The Java mechanisms and GC tend to be much faster than hand-rolled object
pooling (except for resource guards, but then it's not memory that is the slow
part any more).

According to what I've read.
The copying collector relies on having enough memory so you don't run out
between normal GC cycles.

What do you mean by "between normal GC cycles"? From what I've read, GC runs
when memory runs low, not on some kind of timer.
If you are running out of memory and forcing GC to run more often,
you could just use an object pool and use a WeakReference to
point to the object pool. The pool will be reclaimed on every GC cycle
more or less. The only time a pool will exist is when it's active. I'm
assuming weak references don't slow down GC all that much.

I have not run across any reference that ties weak references to any
performance considerations for garbage collection.

The point is that you do not need to use object pooling. The Java memory
allocator is more efficient, by all accounts, than any local policy can hope
to achieve, and using custom schemes is only likely to interfere with the Java
mechanism.

The whole point of the Java memory mechanism is to remove responsibility for
memory management from the programmer. Why would anyone want to mess with that?

If you want to tune the collector, that's an entirely different matter. You
are much more likely to gain joy from the java -X and -XX parameters than any
in-process approach.

There is a common theme running in this newsgroup of people not wanting Java
to be Java. This seems to blind them to the strengths of the language, as they
focus on perceived weaknesses. No language is perfect. Part of the art of
programming involves playing to the strengths of the tools at hand.

Java provides a lot of help with memory management. Use what it offers before
trying to defeat it.

- Lew
 
J

Joe Seigh

Lew said:
The point is that you do not need to use object pooling. The Java memory
allocator is more efficient, by all accounts, than any local policy can
hope to achieve, and using custom schemes is only likely to interfere
with the Java mechanism.

For most Java programmers, that is likely true.
The whole point of the Java memory mechanism is to remove responsibility
for memory management from the programmer. Why would anyone want to mess
with that?

Well, I mess with a whole lot of things that people think can't be improved.
Some things can be improved by quite a bit (orders of magnitude).
 
A

Andy Dingley

Of course, in Java one does not often have to explicitly "dispose of" an object.

One certainly must if it's not garbage collectable!

A problem with Java in general, particularly with newbie coders who've
only learned Java from scratch, is that they pay no attention to gc at
all and just assume that "the maid will clear it up". This works fine
for most pure Java objects, but if you start having some object that
represents another resource and isn't automatically disposable then
you're back to needing to manage these manually (at least to some
degree). Leaving it up to Java's gc means that none of them ever get
disposed, and you've a leak.

Languages that reduce the need to think about everything are great for
fast development, but when this extends into a mindset that no longer
thinks at all, it leads to sloppy development.
 
L

Lew

Andy said:
One certainly must if it's not garbage collectable!

A problem with Java in general, particularly with newbie coders who've
only learned Java from scratch, is that they pay no attention to gc at
all and just assume that "the maid will clear it up". This works fine
for most pure Java objects, but if you start having some object that
represents another resource and isn't automatically disposable then
you're back to needing to manage these manually (at least to some
degree). Leaving it up to Java's gc means that none of them ever get
disposed, and you've a leak.

**Supplied data:**
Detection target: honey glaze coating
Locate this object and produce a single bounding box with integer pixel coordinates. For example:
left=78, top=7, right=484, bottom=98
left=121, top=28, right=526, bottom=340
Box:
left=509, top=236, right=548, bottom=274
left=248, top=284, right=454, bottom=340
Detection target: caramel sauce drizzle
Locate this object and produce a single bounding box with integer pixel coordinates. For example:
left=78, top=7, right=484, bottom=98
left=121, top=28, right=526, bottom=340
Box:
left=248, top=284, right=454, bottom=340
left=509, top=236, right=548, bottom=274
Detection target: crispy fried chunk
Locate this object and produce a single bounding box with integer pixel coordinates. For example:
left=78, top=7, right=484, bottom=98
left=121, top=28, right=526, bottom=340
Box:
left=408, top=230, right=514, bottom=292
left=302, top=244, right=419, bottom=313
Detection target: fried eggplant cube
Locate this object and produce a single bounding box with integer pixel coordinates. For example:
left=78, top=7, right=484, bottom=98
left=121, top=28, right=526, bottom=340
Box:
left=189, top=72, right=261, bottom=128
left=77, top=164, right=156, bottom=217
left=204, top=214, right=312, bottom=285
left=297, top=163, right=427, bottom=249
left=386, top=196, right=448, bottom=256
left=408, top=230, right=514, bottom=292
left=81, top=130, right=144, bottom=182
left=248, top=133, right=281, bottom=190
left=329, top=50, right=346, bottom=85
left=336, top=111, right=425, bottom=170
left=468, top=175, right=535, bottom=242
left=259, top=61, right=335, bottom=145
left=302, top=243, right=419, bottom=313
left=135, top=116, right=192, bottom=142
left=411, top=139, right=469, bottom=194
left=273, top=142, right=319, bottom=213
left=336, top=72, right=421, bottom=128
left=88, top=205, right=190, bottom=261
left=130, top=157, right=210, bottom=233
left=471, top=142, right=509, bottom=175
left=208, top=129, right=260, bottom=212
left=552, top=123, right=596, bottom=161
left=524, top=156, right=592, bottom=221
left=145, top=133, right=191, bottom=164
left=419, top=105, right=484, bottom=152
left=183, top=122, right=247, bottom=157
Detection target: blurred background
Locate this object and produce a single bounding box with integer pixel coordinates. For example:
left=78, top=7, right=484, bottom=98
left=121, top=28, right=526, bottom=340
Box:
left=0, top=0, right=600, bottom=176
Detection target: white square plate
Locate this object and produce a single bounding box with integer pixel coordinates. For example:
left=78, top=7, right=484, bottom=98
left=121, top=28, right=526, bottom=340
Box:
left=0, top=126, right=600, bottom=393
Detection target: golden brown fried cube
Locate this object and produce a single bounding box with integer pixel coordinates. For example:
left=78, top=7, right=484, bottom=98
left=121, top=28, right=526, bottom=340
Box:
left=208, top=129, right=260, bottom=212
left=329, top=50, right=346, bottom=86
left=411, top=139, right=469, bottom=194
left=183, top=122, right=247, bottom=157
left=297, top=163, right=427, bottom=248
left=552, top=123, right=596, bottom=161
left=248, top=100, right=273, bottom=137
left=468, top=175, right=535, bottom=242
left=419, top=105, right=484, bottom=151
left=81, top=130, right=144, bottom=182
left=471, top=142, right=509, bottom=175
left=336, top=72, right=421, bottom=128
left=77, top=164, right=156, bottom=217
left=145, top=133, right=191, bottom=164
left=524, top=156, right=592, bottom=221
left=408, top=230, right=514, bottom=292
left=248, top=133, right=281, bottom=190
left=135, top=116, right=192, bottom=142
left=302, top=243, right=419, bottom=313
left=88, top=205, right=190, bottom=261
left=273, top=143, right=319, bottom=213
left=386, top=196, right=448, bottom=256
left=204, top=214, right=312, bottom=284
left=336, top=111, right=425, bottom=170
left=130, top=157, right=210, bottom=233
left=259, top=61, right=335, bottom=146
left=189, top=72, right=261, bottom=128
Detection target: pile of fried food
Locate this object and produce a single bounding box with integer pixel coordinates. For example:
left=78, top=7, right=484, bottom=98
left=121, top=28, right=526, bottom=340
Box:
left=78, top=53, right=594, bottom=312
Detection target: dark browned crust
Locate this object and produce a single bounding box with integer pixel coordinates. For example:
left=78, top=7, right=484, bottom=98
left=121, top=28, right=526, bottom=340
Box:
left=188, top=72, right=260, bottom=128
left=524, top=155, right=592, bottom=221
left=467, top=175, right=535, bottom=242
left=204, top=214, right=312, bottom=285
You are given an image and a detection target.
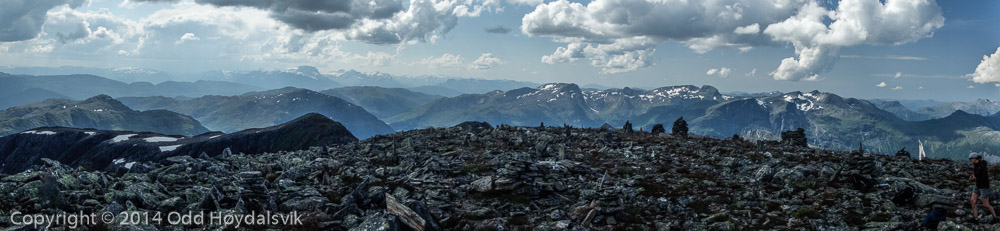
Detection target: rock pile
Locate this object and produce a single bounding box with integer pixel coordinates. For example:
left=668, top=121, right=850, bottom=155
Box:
left=781, top=128, right=809, bottom=147
left=672, top=117, right=688, bottom=137
left=0, top=126, right=1000, bottom=230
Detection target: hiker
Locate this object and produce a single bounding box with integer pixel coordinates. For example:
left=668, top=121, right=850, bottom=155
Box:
left=969, top=155, right=997, bottom=220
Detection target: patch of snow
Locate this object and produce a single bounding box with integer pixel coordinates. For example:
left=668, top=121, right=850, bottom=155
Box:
left=160, top=144, right=181, bottom=152
left=21, top=131, right=56, bottom=135
left=111, top=134, right=136, bottom=143
left=142, top=136, right=177, bottom=143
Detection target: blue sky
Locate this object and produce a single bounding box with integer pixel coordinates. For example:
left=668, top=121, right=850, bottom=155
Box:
left=0, top=0, right=1000, bottom=101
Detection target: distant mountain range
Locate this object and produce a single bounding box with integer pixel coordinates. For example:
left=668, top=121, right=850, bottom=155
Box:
left=199, top=66, right=538, bottom=96
left=0, top=113, right=358, bottom=173
left=120, top=88, right=393, bottom=138
left=0, top=67, right=1000, bottom=162
left=0, top=95, right=208, bottom=136
left=387, top=84, right=1000, bottom=161
left=872, top=99, right=1000, bottom=121
left=0, top=66, right=540, bottom=98
left=0, top=66, right=179, bottom=83
left=0, top=73, right=261, bottom=99
left=320, top=87, right=444, bottom=119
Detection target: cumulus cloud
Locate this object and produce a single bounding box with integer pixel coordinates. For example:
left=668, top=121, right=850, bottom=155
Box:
left=542, top=37, right=656, bottom=74
left=705, top=67, right=733, bottom=78
left=0, top=0, right=88, bottom=42
left=764, top=0, right=944, bottom=80
left=472, top=53, right=503, bottom=70
left=967, top=47, right=1000, bottom=83
left=420, top=53, right=464, bottom=68
left=486, top=25, right=510, bottom=34
left=177, top=33, right=201, bottom=44
left=129, top=0, right=500, bottom=44
left=521, top=0, right=944, bottom=80
left=0, top=7, right=142, bottom=55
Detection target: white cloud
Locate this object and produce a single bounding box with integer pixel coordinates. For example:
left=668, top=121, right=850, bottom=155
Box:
left=764, top=0, right=944, bottom=80
left=705, top=67, right=733, bottom=78
left=967, top=47, right=1000, bottom=83
left=521, top=0, right=799, bottom=73
left=733, top=23, right=760, bottom=34
left=472, top=53, right=503, bottom=70
left=840, top=55, right=927, bottom=61
left=177, top=33, right=201, bottom=44
left=0, top=0, right=89, bottom=42
left=521, top=0, right=944, bottom=77
left=542, top=37, right=656, bottom=74
left=420, top=53, right=464, bottom=68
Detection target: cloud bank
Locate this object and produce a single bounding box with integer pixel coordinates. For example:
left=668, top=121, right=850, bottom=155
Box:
left=521, top=0, right=944, bottom=80
left=968, top=47, right=1000, bottom=83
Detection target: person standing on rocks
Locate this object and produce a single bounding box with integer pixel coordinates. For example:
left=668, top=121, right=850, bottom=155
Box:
left=969, top=155, right=997, bottom=220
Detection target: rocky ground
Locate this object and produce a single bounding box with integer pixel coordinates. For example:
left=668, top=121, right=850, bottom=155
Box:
left=0, top=124, right=1000, bottom=230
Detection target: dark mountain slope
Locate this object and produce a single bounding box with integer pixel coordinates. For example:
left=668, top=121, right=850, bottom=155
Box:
left=0, top=113, right=358, bottom=173
left=0, top=95, right=208, bottom=135
left=123, top=88, right=393, bottom=138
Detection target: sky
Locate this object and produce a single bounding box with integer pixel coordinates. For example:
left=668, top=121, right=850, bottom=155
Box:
left=0, top=0, right=1000, bottom=101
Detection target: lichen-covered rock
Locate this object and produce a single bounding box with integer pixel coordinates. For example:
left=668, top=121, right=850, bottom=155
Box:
left=0, top=126, right=994, bottom=230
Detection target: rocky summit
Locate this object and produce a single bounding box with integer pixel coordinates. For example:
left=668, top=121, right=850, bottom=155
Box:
left=0, top=125, right=1000, bottom=230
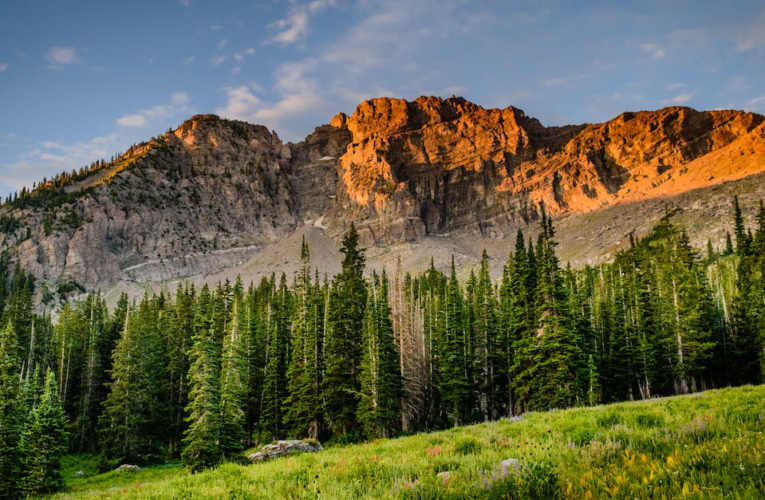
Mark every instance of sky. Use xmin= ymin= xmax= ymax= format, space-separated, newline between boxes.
xmin=0 ymin=0 xmax=765 ymax=196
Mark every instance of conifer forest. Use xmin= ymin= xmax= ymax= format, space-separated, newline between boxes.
xmin=0 ymin=199 xmax=765 ymax=498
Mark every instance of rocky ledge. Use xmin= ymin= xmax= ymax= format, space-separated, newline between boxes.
xmin=247 ymin=439 xmax=324 ymax=463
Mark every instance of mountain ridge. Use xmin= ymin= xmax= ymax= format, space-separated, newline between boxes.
xmin=0 ymin=97 xmax=765 ymax=302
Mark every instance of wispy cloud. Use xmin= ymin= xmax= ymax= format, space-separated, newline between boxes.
xmin=210 ymin=55 xmax=228 ymax=66
xmin=269 ymin=0 xmax=335 ymax=45
xmin=44 ymin=47 xmax=80 ymax=69
xmin=736 ymin=13 xmax=765 ymax=52
xmin=0 ymin=133 xmax=119 ymax=193
xmin=539 ymin=73 xmax=584 ymax=87
xmin=640 ymin=43 xmax=667 ymax=59
xmin=117 ymin=92 xmax=191 ymax=128
xmin=744 ymin=95 xmax=765 ymax=112
xmin=661 ymin=92 xmax=696 ymax=106
xmin=216 ymin=60 xmax=328 ymax=140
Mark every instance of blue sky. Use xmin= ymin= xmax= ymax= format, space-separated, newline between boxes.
xmin=0 ymin=0 xmax=765 ymax=198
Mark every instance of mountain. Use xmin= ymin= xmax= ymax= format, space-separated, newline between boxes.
xmin=0 ymin=97 xmax=765 ymax=302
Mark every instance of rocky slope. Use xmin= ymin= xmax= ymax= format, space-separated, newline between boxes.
xmin=0 ymin=97 xmax=765 ymax=296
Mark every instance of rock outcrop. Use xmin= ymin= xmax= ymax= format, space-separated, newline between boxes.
xmin=0 ymin=97 xmax=765 ymax=298
xmin=247 ymin=439 xmax=323 ymax=463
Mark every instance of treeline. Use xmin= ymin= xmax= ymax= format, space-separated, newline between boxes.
xmin=0 ymin=196 xmax=765 ymax=492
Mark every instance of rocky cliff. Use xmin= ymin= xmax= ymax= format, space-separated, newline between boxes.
xmin=0 ymin=97 xmax=765 ymax=295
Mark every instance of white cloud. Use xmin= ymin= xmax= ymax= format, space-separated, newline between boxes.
xmin=269 ymin=0 xmax=335 ymax=45
xmin=661 ymin=92 xmax=696 ymax=106
xmin=0 ymin=133 xmax=120 ymax=190
xmin=210 ymin=56 xmax=228 ymax=66
xmin=216 ymin=86 xmax=260 ymax=120
xmin=539 ymin=74 xmax=584 ymax=87
xmin=117 ymin=113 xmax=146 ymax=127
xmin=216 ymin=61 xmax=327 ymax=140
xmin=172 ymin=92 xmax=191 ymax=106
xmin=640 ymin=43 xmax=667 ymax=59
xmin=743 ymin=95 xmax=765 ymax=112
xmin=736 ymin=13 xmax=765 ymax=52
xmin=117 ymin=92 xmax=191 ymax=128
xmin=45 ymin=47 xmax=80 ymax=69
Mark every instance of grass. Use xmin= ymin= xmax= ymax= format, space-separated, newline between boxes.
xmin=50 ymin=386 xmax=765 ymax=499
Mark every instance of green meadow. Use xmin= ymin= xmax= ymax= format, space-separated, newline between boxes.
xmin=51 ymin=386 xmax=765 ymax=499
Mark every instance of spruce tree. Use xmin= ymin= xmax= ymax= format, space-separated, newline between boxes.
xmin=440 ymin=257 xmax=472 ymax=427
xmin=23 ymin=370 xmax=68 ymax=495
xmin=0 ymin=321 xmax=24 ymax=498
xmin=358 ymin=271 xmax=403 ymax=439
xmin=220 ymin=293 xmax=247 ymax=457
xmin=530 ymin=213 xmax=582 ymax=409
xmin=322 ymin=224 xmax=367 ymax=435
xmin=181 ymin=285 xmax=221 ymax=471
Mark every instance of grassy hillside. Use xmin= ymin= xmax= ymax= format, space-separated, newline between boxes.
xmin=54 ymin=386 xmax=765 ymax=499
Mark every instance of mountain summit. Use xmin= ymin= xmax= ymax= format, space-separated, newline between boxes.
xmin=0 ymin=97 xmax=765 ymax=302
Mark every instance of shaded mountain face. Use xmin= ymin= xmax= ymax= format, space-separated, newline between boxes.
xmin=0 ymin=97 xmax=765 ymax=295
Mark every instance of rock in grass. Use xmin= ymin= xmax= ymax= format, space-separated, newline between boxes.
xmin=247 ymin=439 xmax=323 ymax=463
xmin=114 ymin=464 xmax=141 ymax=472
xmin=499 ymin=458 xmax=521 ymax=470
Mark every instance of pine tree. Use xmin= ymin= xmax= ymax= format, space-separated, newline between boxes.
xmin=530 ymin=213 xmax=581 ymax=409
xmin=439 ymin=257 xmax=472 ymax=427
xmin=358 ymin=271 xmax=403 ymax=439
xmin=220 ymin=293 xmax=247 ymax=457
xmin=323 ymin=224 xmax=367 ymax=435
xmin=23 ymin=370 xmax=68 ymax=495
xmin=733 ymin=196 xmax=750 ymax=257
xmin=261 ymin=274 xmax=292 ymax=439
xmin=284 ymin=238 xmax=323 ymax=439
xmin=0 ymin=321 xmax=24 ymax=498
xmin=473 ymin=250 xmax=507 ymax=422
xmin=181 ymin=285 xmax=221 ymax=471
xmin=99 ymin=295 xmax=169 ymax=463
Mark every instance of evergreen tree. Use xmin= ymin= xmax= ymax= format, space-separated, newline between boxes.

**Requirement:** Quote word for word the stretch of the garbage collection discussion from "Languages that reduce" through "to sloppy development.".

**Final result:**
Languages that reduce the need to think about everything are great for
fast development, but when this extends into a mindset that no longer
thinks at all, it leads to sloppy development.